──────── Information provided ────────

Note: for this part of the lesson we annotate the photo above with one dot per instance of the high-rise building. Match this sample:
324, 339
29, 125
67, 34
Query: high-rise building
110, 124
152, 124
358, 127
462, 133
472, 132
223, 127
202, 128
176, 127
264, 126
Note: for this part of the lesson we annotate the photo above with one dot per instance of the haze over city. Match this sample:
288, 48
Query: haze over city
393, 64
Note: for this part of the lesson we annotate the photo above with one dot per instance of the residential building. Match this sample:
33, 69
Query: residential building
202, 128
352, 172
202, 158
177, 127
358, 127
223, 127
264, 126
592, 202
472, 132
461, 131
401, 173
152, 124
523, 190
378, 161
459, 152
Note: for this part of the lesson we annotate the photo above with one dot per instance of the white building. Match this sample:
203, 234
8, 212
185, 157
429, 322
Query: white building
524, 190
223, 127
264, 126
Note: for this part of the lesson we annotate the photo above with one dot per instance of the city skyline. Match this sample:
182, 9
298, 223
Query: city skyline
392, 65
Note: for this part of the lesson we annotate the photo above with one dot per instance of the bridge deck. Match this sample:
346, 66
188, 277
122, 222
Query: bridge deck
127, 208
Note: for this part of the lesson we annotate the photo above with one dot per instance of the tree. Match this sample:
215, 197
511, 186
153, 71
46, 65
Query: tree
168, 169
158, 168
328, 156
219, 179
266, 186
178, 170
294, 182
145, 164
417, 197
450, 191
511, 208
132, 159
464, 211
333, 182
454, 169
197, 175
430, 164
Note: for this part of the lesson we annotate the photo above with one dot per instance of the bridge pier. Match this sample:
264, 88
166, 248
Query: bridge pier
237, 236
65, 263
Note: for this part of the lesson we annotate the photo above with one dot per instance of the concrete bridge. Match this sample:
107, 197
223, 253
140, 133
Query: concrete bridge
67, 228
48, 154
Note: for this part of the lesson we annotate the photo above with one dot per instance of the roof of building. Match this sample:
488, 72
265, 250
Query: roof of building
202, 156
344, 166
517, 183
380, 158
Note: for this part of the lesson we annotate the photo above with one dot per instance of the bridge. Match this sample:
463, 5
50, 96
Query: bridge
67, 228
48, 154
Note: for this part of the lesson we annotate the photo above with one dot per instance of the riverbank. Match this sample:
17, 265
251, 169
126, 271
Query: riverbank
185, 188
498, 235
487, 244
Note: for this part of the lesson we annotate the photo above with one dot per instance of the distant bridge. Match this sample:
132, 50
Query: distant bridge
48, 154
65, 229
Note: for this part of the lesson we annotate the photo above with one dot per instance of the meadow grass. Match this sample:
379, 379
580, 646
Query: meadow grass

────────

> Exercise description
Reproduce the data in full, exactly as presented.

> Final result
Note: for this part of the lesson we annotate the photo above with one dot per instance of the high-rise building. Match this sample:
324, 339
29, 125
67, 34
Query: high-rise building
110, 124
152, 124
358, 127
462, 133
472, 132
223, 127
202, 128
176, 127
264, 126
Note: for this part of the lesson we annotate the photo above with one dot per instance of the haze over city. Match this sample:
288, 48
Query: haze over city
393, 64
Note: for this part of the lesson we annotate the photo above with one dot per instance of the residential building. Match this sample:
33, 69
Query: residential building
202, 128
352, 172
202, 158
177, 127
358, 127
223, 127
264, 126
592, 202
472, 132
461, 131
401, 173
152, 124
523, 190
378, 161
459, 152
Note: for this part of the lesson we annotate the photo above with one dot per instance of the white building. Match this sample:
203, 234
8, 212
185, 157
429, 322
Query: white building
524, 190
223, 127
264, 126
Note: for this part of the lesson we annotate the photo above with one dot per instance of the city skyline. Match this sample:
182, 9
298, 223
Query: city skyline
392, 65
Note: for this part of the lesson we annotate the photo above with one dot per instance of the bridge deck. Match this sample:
346, 66
188, 277
122, 222
Query: bridge deck
127, 208
Note: for this part of the lesson we annotate the photo above with one dot per instance of the tree. Match this sample:
215, 197
511, 186
153, 71
46, 65
Query: tree
168, 169
158, 168
328, 156
219, 179
266, 186
178, 170
294, 182
145, 164
417, 197
450, 191
511, 208
132, 159
464, 211
333, 182
454, 169
197, 175
430, 164
Note: for this part of the lesson we annotate the photo above with one dot per instance of the bridge pier. Match this sample:
264, 88
166, 248
Query: bridge pier
237, 236
65, 263
Note: for this part of the lesson we annotate the photo above with one dot per instance of the concrete bridge. Match this sample:
107, 197
223, 253
140, 133
Query: concrete bridge
67, 228
48, 154
Note: for this part of the lesson we annotate the photo above with one dot per instance of the roof of building. Match this sample:
488, 72
265, 250
Query: roof of building
202, 156
344, 166
517, 183
380, 158
Note: for this part of the lesson we annotate the photo above with one dot per instance of the bridge. Match this sample:
463, 5
50, 96
Query: bridge
67, 228
48, 154
Note: for this part of the lesson we annotate the photo above with one dot per instance of the riverbank. Match this sample:
17, 265
251, 169
126, 271
Query: riverbank
185, 188
498, 235
487, 244
Note: for this part of the lesson we annotate the photo above with one dot per instance of the distant bridge. Match this sample:
132, 50
Query: distant bridge
48, 154
65, 229
Note: for this part of the lesson we annotate the photo above with one dot per instance of the meadow grass. Match this sample:
379, 379
580, 646
Query: meadow grass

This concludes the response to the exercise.